- Written task:
Nothing but the lines from the line with "as (498, 102)." through the end of the data is to be copied, and each is to be copied exactly.

- Records for this task:
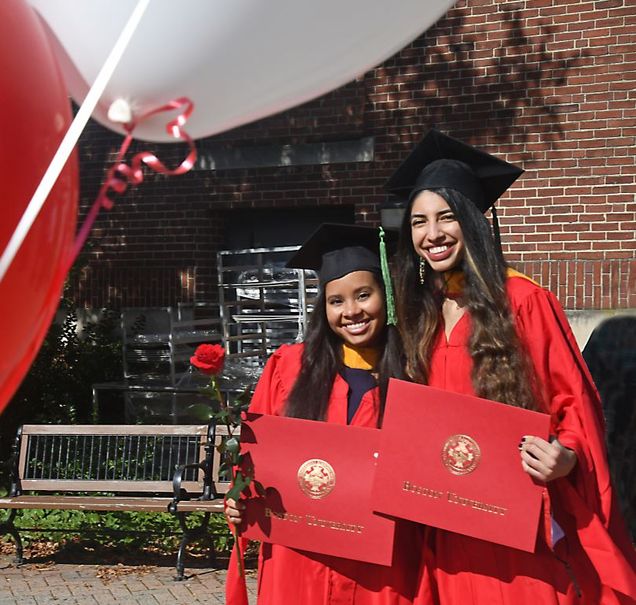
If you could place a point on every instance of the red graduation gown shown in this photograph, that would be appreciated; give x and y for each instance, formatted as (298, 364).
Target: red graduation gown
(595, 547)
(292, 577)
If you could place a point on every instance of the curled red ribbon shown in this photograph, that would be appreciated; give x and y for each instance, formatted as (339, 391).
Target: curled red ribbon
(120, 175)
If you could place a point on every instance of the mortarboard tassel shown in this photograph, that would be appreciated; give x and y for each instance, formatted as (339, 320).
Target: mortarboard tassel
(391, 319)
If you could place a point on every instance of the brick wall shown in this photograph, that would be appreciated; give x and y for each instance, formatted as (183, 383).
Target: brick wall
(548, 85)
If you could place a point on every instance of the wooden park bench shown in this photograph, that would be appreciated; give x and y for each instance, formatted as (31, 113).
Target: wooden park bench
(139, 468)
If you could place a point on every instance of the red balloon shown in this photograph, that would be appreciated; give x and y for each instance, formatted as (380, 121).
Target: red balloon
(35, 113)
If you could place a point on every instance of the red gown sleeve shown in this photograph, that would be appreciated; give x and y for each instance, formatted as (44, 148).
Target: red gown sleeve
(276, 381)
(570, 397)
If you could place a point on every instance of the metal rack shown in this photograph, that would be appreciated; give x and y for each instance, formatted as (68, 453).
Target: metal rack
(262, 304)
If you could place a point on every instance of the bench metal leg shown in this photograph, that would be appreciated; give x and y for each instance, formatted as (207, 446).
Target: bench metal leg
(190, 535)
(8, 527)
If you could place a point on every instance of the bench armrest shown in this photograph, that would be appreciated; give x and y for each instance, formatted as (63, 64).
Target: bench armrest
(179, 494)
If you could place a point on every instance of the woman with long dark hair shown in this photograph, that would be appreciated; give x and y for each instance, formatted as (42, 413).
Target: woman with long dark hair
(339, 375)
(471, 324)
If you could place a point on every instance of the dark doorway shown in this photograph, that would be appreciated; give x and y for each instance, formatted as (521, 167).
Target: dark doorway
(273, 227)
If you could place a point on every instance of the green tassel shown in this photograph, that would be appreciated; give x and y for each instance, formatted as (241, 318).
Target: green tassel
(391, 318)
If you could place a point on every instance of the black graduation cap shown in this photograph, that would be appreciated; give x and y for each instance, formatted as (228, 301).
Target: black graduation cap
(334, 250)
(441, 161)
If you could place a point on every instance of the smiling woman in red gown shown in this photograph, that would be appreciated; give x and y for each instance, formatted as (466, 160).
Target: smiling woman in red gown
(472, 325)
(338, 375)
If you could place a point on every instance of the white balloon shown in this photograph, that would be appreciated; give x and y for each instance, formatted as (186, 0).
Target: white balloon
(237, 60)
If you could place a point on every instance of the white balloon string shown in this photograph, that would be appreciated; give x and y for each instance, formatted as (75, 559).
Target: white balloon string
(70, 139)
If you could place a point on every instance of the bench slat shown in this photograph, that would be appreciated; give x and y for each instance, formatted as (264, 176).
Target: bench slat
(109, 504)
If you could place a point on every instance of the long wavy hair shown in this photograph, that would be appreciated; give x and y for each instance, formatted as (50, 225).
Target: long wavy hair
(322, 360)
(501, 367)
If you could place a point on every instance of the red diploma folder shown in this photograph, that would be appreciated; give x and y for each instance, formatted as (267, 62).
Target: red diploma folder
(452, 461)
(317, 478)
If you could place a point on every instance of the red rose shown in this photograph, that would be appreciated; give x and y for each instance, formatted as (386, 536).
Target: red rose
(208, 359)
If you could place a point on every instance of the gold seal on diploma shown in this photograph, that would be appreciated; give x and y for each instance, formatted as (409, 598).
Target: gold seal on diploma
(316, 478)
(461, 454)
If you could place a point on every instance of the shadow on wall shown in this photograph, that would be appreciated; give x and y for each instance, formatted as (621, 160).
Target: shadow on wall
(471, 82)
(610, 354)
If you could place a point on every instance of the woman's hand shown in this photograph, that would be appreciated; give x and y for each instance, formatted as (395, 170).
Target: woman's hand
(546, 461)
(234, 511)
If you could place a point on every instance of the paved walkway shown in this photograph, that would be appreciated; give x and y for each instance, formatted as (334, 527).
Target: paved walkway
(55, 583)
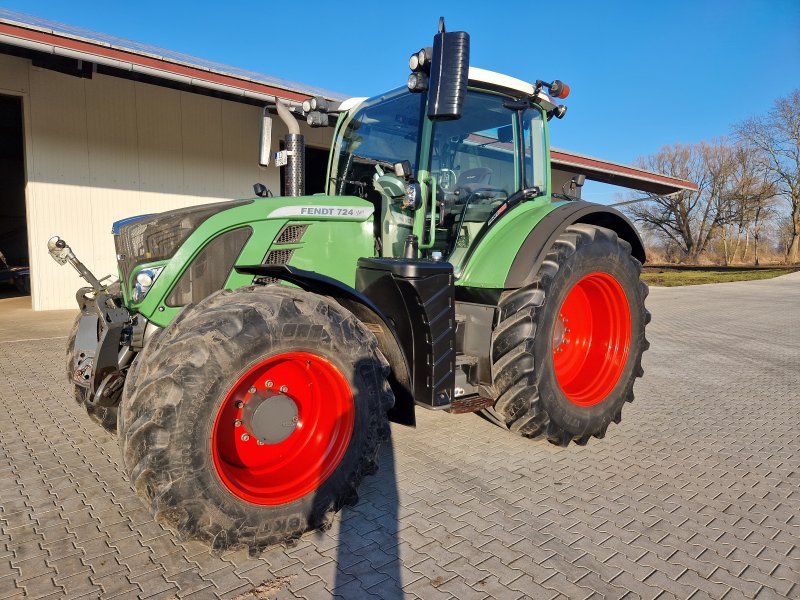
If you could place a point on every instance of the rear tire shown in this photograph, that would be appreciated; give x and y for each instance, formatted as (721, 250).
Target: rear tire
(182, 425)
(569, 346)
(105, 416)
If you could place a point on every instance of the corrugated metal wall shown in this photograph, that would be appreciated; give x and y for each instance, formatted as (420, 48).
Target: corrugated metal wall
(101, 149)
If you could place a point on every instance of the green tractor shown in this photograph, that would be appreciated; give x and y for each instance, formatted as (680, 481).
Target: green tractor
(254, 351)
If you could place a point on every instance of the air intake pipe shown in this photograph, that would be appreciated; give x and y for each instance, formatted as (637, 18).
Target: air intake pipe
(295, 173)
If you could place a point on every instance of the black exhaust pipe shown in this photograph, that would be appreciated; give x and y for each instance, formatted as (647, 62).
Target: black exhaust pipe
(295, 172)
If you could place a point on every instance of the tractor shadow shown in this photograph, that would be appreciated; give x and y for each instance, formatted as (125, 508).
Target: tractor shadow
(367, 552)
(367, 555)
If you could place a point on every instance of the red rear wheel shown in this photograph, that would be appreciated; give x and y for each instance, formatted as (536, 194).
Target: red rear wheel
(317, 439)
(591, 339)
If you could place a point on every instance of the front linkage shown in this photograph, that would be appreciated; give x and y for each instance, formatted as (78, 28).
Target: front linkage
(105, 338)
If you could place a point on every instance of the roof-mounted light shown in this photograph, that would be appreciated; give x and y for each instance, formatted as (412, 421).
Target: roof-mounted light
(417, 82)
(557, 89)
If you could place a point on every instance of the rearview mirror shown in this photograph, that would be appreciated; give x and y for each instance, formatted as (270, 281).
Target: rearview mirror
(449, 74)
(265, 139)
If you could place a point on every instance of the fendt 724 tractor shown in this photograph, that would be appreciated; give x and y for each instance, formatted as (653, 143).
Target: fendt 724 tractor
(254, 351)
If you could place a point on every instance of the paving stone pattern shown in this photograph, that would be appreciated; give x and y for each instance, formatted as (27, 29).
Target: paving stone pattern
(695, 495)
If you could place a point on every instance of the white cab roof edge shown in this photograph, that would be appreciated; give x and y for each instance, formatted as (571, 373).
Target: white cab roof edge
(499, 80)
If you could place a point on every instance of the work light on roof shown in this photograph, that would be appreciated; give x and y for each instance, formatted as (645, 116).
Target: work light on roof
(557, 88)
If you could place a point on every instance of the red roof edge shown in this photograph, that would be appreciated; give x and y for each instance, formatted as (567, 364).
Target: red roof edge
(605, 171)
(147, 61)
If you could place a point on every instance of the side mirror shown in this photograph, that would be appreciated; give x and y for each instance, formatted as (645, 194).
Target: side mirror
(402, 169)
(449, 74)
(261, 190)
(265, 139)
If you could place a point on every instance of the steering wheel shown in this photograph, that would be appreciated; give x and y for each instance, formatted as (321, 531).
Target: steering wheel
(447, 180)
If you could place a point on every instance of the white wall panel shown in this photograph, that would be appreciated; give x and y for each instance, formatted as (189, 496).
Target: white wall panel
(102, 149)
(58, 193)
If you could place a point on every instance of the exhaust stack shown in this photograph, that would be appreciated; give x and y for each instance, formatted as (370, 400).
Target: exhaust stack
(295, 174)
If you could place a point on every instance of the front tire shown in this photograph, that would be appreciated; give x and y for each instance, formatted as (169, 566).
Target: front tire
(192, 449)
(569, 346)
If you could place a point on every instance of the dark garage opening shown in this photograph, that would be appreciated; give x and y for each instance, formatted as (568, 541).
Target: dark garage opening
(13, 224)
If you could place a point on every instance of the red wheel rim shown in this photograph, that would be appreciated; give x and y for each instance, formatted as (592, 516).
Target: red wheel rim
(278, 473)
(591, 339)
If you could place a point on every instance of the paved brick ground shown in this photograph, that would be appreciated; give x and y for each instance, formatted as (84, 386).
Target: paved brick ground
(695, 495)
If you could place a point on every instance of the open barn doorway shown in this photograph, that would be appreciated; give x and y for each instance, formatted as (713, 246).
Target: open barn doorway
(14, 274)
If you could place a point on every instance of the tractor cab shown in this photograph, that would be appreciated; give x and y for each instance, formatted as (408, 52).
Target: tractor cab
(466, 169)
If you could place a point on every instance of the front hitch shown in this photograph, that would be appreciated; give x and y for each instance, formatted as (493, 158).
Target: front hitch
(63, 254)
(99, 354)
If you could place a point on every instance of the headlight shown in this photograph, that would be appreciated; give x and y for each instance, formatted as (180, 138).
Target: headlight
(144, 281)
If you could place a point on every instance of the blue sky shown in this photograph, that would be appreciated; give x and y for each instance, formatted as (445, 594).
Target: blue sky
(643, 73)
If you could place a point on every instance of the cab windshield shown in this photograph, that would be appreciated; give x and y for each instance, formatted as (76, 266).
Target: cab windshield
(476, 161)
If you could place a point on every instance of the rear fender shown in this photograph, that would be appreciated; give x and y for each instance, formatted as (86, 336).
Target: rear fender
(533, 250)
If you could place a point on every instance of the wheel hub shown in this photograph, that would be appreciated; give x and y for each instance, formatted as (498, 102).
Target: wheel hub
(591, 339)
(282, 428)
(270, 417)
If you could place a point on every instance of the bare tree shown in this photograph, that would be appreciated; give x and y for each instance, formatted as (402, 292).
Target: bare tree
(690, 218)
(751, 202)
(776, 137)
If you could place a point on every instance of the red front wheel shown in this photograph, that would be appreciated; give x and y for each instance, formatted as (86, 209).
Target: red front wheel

- Written solution:
If you could place a point on every instance of the wheel hub shown in this photograph, that would be appreciated; give x and y for each instance, formatted as (498, 102).
Target: wheel hub
(591, 339)
(282, 428)
(270, 417)
If you could place a point on every instance of the bare tree shown in this photograph, that would be appreciated; give x and y for each instance, formatted as (402, 292).
Target: bare tree
(690, 218)
(751, 202)
(776, 137)
If you could place a point on every instance of the red front wheel shown in this photograph, that would be appreciated; give x and y for each instance, formatted as (86, 209).
Target: red front wheel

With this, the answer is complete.